**练习任务**
1: 在这段下载数据集的代码输出中，tianchi-media.oss-cn-beijing.aliyuncs.com 被解析到了哪个 IP 地址？
2: 请从这段下载数据集的代码输出的最后一行之后接着往下写。

**给定原文**

---+---

In [1]:
# 下载需要用到的数据集
!wget http://tianchi-media.oss-cn-beijing.aliyuncs.com/DSW/Industrial_Steam_Forecast/zhengqi_test.txt
!wget http://tianchi-media.oss-cn-beijing.aliyuncs.com/DSW/Industrial_Steam_Forecast/zhengqi_train.txt

--2021-03-16 15:19:12--  http://tianchi-media.oss-cn-beijing.aliyuncs.com/DSW/Industrial_Steam_Forecast/zhengqi_test.txt
Resolving tianchi-media.oss-cn-beijing.aliyuncs.com (tianchi-media.oss-cn-beijing.aliyuncs.com)... 47.95.85.21
Connecting to tianchi-media.oss-cn-beijing.aliyuncs.com (tianchi-media.oss-cn-beijing.aliyuncs.com)|47.95.85.21|:80... connected.

---+---

[数据集条目]
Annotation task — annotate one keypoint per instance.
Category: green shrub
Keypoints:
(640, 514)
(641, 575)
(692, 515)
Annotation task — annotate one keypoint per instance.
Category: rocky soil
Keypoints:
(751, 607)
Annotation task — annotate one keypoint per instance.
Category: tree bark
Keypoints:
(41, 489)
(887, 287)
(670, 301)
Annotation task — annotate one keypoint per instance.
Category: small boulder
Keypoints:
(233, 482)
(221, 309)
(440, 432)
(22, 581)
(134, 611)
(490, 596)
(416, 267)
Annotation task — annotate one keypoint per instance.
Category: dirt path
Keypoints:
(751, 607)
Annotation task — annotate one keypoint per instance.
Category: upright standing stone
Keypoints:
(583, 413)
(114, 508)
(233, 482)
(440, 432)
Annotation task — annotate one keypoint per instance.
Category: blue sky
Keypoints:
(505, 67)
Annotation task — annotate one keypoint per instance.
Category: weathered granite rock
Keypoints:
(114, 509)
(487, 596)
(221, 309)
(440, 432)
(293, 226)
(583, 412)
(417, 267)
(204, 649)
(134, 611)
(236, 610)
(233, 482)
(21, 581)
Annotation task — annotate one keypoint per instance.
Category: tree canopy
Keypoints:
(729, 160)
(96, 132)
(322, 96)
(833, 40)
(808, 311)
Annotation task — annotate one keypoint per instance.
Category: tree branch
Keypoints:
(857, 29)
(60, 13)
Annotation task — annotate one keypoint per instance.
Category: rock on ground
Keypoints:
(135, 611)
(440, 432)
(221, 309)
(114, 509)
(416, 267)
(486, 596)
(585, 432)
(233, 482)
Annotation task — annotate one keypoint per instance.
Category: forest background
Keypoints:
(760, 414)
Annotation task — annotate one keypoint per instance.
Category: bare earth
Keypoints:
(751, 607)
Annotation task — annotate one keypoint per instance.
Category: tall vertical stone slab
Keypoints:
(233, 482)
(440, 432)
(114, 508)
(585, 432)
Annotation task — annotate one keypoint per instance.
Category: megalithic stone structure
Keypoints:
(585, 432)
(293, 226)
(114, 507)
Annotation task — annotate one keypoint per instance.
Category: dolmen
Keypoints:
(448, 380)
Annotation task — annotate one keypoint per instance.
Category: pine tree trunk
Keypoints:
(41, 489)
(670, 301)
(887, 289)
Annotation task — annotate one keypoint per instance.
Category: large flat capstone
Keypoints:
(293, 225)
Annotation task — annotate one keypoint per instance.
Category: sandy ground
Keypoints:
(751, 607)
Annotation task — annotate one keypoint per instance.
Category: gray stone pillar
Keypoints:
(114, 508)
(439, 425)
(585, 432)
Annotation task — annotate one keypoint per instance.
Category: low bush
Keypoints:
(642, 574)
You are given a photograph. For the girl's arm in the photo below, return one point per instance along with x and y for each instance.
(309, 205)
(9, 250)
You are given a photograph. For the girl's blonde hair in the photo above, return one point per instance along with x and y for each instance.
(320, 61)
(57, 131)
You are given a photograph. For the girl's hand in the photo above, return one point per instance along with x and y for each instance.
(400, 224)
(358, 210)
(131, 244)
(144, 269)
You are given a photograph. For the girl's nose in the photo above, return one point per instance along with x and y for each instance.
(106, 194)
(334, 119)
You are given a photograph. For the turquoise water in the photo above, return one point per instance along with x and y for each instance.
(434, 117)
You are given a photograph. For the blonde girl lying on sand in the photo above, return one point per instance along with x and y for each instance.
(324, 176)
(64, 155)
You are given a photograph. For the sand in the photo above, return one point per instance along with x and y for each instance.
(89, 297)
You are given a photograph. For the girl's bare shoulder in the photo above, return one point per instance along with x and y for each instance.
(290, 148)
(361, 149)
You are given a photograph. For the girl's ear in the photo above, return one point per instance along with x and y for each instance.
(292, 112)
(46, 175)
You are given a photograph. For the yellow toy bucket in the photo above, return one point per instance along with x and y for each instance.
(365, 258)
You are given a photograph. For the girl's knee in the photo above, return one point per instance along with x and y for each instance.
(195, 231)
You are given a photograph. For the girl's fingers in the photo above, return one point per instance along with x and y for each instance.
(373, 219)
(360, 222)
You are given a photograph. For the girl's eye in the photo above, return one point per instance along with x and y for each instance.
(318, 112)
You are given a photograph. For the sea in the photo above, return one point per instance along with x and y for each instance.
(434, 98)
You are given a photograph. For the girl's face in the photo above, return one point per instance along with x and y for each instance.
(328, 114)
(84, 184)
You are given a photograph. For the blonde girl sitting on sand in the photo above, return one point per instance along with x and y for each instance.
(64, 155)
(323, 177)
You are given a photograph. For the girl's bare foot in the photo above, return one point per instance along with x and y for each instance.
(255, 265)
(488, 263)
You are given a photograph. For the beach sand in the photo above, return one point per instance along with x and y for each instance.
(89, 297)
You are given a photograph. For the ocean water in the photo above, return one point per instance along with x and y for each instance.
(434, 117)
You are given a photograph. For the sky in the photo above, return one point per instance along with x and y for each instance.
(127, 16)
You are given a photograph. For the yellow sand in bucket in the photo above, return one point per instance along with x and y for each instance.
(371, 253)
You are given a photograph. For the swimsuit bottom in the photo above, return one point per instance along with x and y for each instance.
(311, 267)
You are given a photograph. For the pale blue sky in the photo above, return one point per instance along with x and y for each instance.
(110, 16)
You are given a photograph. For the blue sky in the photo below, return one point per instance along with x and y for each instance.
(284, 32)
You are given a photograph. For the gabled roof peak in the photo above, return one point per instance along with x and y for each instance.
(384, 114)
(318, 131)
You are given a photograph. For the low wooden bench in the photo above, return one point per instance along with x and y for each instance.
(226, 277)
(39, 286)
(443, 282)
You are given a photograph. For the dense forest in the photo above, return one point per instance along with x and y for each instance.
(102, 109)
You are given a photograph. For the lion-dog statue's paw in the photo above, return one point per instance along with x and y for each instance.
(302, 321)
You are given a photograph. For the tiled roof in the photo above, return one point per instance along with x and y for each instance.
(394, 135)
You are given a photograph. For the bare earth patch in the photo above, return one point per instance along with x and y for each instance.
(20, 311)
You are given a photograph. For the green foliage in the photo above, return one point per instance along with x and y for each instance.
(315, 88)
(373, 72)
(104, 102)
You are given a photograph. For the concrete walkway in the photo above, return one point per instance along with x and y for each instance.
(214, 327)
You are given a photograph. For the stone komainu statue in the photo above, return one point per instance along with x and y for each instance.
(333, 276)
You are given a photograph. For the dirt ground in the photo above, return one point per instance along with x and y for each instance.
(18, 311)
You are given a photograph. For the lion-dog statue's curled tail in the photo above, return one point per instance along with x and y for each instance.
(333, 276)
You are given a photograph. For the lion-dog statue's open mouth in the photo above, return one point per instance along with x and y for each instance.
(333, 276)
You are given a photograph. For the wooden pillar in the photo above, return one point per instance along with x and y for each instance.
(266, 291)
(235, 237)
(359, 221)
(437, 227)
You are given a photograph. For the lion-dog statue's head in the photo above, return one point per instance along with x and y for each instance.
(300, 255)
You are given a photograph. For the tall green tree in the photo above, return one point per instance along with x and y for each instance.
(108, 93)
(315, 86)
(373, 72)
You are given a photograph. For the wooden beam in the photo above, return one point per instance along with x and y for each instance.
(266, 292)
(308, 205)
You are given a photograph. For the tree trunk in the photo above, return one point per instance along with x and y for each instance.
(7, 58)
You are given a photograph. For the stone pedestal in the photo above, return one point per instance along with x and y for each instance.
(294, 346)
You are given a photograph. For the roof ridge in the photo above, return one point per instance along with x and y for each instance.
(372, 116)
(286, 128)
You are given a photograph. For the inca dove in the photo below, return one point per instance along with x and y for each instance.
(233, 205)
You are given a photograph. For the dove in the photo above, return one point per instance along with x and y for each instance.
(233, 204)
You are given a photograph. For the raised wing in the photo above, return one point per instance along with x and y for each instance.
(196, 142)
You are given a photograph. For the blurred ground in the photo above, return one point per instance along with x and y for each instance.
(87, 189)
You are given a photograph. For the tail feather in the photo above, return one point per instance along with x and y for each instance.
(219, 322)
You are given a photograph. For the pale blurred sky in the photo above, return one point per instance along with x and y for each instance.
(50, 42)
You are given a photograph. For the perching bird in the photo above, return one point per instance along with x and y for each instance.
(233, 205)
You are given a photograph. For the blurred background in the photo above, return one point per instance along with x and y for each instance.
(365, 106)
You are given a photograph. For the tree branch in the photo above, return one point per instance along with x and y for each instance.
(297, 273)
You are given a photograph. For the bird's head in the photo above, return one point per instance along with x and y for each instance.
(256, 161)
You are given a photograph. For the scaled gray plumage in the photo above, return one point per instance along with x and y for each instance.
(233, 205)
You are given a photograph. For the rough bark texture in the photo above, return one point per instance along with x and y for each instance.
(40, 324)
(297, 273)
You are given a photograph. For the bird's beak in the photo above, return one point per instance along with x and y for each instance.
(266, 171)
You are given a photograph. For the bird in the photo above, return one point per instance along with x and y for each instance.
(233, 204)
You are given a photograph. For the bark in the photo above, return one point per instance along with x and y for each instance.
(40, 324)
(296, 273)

---+---

**参考答案**
1: 47.95.85.21

2:
HTTP request sent, awaiting response... 200 OK
Length: 466959 (456K) [text/plain]
Saving to: ‘zhengqi_test.txt.2’


2021-03-16 15:19:13 (3.31 MB/s) - ‘zhengqi_test.txt.2’ saved [466959/466959]

--2021-03-16 15:19:13--  http://tianchi-media.oss-cn-beijing.aliyuncs.com/DSW/Industrial_Steam_Forecast/zhengqi_train.txt
Resolving tianchi-media.oss-cn-beijing.aliyuncs.com (tianchi-media.oss-cn-beijing.aliyuncs.com)... 47.95.85.21
Connecting to tianchi-media.oss-cn-beijing.aliyuncs.com (tianchi-media.oss-cn-beijing.aliyuncs.com)|47.95.85.21|:80... connected.
HTTP request sent, awaiting response... 200 OK
Length: 714370 (698K) [text/plain]

In [2]:
import pandas as pd

train_data_file = "./zhengqi_train.txt"
test_data_file =  "./zhengqi_test.txt"

train_data = pd.read_csv(train_data_file, sep='\t', encoding='utf-8')
test_data = pd.read_csv(test_data_file, sep='\t', encoding='utf-8')

In [3]:
epsilon=1e-5

#组交叉特征，可以自行定义，如增加： x*x/y, log(x)/y 等等
#针对中小型数据集常用的一种用于观察模型稳定性的方法——交叉验证。

#为啥使用组交叉特征
#交叉验证可以用于评估模型的预测性能，尤其是训练好的模型在新数据上的表现，在一定程度上减小过拟合。
#可以从有限的数据中获取尽可能多的有效信息。
#在数据量较少时，更方便找到适合的模型参数。

#一些lambda函数示例：
#lambda x, y: xy；函数输入是x和y，输出是它们的积xy
#lambda *args: sum(args); 输入是任意个数的参数，输出是它们的和(注意要求输入参数必须能够进行加法运算)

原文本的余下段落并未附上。